> **SELECTED EXTRACT**:
Toumast: Ishumar

Toumast
Ishumar
Real World
2008-03-04

Anyone who has been following Sahara-rock-blues bands will be able to guess at the frontman’s background before they’ve even got the transparent plastic wrapper off the album. He’s Tuareg, isn’t he? Yes he is. His name is Moussa ag Keyna. And I’ll bet that he fought against the governments that were trying to displace his nomadic people from their territory in the Sahara, didn’t he? Yes. And he was wounded and recuperated and now he’s decided to pursue music instead of civil war. Ah, like Tinariwen. Yes. Good. I like Tinariwen. Good. So do I.

> **REQUIRED WORK**:
**a.** List each distinct proper noun that appears in the paragraph of the Toumast album review, giving each only once.
**b.** Output the part of the Toumast album review between "Anyone who has" and "Good. So do I.", inclusive, without changing any wording.
**c.** Write the next part of the review of the Toumast album Ishumar, picking up after its final sentence.

> **Stored data entries**:
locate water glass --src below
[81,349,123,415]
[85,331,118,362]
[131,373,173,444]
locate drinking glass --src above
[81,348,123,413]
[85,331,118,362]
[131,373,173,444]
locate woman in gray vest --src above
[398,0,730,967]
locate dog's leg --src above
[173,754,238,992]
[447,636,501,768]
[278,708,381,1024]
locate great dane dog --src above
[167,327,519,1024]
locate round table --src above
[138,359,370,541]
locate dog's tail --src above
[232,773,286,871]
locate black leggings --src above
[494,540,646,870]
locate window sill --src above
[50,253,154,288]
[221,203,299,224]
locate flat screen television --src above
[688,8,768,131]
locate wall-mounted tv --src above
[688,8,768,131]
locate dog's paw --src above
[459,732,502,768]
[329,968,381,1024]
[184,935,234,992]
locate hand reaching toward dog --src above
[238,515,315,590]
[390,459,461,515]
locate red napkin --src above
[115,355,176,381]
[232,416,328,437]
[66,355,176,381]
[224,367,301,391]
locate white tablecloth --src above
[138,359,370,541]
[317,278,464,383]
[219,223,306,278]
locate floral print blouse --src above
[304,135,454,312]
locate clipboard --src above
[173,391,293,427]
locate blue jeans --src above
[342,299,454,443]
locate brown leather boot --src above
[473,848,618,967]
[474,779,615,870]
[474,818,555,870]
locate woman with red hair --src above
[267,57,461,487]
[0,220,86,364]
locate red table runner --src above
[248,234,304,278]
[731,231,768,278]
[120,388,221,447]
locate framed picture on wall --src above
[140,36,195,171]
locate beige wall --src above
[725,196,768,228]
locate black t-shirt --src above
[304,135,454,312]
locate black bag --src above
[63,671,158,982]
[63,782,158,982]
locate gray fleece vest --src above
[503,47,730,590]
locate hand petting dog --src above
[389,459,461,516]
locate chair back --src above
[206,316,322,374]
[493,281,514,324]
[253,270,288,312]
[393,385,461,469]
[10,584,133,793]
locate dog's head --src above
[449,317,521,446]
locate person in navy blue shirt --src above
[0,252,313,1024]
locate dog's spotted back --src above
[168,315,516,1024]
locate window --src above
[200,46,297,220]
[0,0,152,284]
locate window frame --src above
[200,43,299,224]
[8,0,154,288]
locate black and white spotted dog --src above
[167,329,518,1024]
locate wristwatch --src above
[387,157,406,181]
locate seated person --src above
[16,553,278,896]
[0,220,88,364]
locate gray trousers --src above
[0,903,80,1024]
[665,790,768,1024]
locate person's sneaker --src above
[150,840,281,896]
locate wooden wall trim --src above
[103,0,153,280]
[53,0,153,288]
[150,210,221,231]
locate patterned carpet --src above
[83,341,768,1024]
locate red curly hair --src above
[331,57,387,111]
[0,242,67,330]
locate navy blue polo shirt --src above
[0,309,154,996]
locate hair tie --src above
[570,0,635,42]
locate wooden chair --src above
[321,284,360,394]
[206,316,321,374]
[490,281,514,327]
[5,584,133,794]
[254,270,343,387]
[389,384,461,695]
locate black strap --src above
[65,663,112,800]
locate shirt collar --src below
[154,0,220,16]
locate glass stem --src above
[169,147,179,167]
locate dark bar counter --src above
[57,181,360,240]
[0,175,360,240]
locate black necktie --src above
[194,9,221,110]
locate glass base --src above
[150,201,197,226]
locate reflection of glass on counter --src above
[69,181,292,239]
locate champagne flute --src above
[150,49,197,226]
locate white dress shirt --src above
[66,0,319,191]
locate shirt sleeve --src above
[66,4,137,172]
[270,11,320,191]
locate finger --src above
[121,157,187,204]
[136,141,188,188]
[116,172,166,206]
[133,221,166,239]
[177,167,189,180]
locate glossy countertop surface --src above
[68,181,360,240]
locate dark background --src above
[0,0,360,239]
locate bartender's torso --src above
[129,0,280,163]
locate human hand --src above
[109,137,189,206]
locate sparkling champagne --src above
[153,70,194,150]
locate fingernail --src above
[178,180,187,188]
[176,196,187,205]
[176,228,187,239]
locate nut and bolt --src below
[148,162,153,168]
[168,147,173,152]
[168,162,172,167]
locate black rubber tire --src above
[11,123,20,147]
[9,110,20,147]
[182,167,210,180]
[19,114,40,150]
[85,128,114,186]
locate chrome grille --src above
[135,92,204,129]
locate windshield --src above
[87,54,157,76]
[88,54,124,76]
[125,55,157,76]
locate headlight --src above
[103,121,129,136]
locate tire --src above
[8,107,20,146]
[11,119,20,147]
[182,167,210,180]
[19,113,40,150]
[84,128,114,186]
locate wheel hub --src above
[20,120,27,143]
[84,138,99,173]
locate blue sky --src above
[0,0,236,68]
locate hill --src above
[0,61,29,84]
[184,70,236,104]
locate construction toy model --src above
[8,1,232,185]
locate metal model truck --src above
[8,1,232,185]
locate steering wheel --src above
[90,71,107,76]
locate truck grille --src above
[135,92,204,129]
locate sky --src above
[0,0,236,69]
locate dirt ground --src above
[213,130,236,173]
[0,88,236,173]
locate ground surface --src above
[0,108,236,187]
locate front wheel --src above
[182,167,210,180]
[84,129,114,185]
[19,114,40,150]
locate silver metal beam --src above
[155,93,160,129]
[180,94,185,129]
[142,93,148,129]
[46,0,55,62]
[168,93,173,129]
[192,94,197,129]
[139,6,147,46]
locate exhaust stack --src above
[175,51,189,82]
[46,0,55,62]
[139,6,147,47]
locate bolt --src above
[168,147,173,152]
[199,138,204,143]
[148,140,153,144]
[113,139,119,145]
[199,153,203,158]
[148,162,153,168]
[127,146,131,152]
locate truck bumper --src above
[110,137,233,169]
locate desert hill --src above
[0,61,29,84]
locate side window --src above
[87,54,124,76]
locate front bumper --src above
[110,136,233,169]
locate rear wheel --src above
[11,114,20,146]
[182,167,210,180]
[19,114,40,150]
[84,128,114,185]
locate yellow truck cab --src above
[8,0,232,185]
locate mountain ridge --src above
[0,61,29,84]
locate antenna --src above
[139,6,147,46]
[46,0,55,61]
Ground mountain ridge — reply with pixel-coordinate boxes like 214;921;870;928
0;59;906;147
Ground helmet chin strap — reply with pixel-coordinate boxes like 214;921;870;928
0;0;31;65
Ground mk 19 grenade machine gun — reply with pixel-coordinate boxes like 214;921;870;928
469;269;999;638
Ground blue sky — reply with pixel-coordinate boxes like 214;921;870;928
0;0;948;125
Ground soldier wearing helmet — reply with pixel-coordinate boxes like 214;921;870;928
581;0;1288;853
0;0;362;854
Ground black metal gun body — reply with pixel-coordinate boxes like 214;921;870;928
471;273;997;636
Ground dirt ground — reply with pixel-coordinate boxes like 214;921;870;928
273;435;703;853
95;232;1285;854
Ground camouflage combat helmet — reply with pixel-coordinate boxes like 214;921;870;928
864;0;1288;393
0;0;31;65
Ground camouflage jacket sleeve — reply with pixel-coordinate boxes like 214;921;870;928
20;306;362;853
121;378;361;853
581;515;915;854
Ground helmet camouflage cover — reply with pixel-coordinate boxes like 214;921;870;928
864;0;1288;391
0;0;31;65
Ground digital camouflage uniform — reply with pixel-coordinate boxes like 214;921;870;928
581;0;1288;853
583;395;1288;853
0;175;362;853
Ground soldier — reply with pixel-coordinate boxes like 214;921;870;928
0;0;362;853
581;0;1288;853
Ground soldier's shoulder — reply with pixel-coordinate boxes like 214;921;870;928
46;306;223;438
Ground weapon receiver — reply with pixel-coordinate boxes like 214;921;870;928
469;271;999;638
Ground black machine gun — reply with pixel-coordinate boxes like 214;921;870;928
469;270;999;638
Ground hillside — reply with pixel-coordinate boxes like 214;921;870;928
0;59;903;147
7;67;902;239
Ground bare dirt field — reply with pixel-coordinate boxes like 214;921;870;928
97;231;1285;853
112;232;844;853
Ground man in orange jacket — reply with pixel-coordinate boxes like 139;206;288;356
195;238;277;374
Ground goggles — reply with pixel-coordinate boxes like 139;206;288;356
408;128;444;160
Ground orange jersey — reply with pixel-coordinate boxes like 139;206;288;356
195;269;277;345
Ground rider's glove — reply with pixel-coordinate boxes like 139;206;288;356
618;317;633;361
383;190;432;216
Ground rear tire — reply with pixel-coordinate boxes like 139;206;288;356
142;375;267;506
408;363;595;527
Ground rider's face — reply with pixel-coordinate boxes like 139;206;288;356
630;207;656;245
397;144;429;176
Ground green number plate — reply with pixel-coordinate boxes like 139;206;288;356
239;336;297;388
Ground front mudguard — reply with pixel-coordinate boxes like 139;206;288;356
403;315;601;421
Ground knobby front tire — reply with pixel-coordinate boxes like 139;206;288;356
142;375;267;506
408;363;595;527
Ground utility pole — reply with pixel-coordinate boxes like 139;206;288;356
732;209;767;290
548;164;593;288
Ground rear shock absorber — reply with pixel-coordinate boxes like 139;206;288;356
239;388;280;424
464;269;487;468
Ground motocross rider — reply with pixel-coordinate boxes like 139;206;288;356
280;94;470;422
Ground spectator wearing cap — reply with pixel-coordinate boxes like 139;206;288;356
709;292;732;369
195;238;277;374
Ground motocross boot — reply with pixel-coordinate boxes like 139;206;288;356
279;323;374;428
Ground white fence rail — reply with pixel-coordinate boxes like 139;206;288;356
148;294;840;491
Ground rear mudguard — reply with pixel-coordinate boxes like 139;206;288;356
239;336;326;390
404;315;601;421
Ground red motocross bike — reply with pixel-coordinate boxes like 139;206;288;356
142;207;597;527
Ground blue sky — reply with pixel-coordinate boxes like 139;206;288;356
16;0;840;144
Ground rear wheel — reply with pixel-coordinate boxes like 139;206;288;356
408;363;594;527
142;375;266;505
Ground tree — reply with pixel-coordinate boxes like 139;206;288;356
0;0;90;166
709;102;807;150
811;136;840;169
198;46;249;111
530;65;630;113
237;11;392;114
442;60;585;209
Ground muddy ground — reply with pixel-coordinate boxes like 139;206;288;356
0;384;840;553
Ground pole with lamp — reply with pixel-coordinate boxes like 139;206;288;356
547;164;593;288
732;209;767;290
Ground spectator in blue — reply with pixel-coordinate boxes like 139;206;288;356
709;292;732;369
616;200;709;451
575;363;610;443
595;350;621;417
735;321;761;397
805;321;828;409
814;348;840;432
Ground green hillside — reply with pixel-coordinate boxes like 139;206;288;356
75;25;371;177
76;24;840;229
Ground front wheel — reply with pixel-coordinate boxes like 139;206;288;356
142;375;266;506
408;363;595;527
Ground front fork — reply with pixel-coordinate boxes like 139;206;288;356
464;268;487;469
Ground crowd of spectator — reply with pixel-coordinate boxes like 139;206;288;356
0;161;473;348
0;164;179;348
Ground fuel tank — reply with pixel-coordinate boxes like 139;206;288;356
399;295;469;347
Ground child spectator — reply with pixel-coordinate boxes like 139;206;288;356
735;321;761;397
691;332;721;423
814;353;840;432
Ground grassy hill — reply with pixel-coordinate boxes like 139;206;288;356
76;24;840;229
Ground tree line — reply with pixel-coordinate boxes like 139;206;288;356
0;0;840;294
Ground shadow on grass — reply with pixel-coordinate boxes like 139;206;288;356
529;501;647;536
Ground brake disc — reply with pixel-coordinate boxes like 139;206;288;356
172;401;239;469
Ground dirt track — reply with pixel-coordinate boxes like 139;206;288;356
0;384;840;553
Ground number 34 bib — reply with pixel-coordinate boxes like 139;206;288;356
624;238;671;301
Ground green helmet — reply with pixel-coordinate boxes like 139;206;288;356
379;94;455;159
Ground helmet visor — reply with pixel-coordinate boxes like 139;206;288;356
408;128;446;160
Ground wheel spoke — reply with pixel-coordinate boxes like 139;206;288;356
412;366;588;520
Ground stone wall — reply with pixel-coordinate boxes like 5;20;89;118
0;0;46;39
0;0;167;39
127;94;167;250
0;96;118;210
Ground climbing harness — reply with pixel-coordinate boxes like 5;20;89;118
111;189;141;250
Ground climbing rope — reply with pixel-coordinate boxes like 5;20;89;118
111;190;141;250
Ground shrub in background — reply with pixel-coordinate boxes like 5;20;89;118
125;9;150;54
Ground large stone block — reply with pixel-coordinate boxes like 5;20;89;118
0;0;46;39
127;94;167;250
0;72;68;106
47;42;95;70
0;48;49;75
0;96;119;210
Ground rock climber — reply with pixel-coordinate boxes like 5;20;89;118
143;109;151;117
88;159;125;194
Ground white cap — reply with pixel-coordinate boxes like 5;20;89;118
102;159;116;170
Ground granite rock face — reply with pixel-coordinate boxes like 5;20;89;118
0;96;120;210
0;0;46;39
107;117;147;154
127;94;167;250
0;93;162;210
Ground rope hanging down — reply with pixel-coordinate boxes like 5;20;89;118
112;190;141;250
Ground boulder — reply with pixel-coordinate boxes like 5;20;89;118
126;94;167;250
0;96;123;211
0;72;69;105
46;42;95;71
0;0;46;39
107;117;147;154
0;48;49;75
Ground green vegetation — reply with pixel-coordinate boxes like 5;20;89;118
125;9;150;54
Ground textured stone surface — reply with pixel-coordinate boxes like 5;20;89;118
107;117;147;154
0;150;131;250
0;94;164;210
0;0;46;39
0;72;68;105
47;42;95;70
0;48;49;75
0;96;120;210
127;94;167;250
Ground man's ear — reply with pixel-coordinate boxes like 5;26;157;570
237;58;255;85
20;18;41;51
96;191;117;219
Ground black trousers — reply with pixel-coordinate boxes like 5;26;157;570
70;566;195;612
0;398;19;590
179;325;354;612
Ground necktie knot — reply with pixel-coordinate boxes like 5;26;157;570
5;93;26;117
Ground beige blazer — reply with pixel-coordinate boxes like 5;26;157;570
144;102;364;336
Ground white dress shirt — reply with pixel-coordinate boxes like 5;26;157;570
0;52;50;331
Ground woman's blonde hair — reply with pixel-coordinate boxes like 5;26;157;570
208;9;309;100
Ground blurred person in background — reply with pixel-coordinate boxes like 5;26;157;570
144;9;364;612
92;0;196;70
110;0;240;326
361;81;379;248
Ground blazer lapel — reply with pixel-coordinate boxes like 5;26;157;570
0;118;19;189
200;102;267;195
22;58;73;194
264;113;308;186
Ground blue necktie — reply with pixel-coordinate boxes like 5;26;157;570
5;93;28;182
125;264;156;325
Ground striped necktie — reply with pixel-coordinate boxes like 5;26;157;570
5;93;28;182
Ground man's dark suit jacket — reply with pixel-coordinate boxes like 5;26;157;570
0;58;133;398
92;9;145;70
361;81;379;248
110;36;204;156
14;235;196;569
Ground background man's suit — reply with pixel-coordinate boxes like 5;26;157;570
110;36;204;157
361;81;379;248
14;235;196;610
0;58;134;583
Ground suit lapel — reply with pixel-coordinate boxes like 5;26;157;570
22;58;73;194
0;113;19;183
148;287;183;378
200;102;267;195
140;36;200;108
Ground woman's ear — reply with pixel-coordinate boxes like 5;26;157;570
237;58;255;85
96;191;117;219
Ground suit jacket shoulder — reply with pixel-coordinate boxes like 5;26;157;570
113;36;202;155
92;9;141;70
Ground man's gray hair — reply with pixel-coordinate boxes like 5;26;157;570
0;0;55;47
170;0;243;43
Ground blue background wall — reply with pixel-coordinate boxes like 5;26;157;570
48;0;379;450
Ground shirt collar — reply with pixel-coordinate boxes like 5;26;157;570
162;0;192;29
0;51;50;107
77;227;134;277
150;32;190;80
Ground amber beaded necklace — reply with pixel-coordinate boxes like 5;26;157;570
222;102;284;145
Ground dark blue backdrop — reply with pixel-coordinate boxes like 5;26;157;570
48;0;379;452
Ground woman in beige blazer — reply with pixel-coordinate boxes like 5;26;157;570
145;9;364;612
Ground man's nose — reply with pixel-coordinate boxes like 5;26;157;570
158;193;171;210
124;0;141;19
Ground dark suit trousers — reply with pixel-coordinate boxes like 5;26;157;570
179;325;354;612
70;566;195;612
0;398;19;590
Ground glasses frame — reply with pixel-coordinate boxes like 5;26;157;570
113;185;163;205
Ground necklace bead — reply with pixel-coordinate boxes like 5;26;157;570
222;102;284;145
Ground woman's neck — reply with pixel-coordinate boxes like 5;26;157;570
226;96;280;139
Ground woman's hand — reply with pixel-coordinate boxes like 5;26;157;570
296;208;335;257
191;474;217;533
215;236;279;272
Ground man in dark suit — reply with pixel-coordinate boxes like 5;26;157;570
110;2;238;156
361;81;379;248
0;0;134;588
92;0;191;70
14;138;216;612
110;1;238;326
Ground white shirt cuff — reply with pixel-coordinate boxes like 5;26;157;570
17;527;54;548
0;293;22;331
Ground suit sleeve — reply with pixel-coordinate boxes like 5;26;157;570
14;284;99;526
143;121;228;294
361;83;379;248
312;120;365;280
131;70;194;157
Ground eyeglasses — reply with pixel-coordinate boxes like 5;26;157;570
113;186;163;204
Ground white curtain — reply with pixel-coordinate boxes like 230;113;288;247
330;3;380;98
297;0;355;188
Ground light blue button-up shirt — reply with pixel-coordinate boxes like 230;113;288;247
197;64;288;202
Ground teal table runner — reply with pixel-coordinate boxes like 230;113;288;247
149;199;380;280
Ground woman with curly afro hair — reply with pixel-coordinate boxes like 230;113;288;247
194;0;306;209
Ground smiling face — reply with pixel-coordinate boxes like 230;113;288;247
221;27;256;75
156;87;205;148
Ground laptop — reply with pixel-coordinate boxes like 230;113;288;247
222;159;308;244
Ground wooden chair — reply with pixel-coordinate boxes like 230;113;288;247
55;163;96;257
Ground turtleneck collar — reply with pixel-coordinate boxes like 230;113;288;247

> **RESPONSES TO THE EXERCISE**:
**a.** Sahara, Tuareg, Moussa ag Keyna, Tinariwen

**b.**
Anyone who has been following Sahara-rock-blues bands will be able to guess at the frontman’s background before they’ve even got the transparent plastic wrapper off the album. He’s Tuareg, isn’t he? Yes he is. His name is Moussa ag Keyna. And I’ll bet that he fought against the governments that were trying to displace his nomadic people from their territory in the Sahara, didn’t he? Yes. And he was wounded and recuperated and now he’s decided to pursue music instead of civil war. Ah, like Tinariwen. Yes. Good. I like Tinariwen. Good. So do I.

**c.**
So did he. The surprise here is that Toumast is second-generation Saharan rock. The tishoumaren style is still so new to the West that we’ve barely been given a chance to grasp the first generation yet. As far as the English-speaking music market is concerned, Tinariwen, the granddaddy of the genre, kickstarted everything with The Radio Tsidas Sessions in 2002. In fact the group had already been in existence for two decades by then, but its base of operations in the refugee camps of northern Mali was not conducive to an extra-African career. Ag Keyna says that he first heard Tinariwen when he was 13, and it was this that eventually inspired him to put together a band himself. He experimented with different lineups before, in this adult incarnation, settling on a core group of two, himself and a cousin named Aminatou Gomar. Gomar is the woman looking over his shoulder on the album cover. If video footage is to be believed then she gets a huge and deliciously unladylike kick out of belting her guitar around onstage. She ululates like a tuneful liquid jackhammer. It’s great to watch.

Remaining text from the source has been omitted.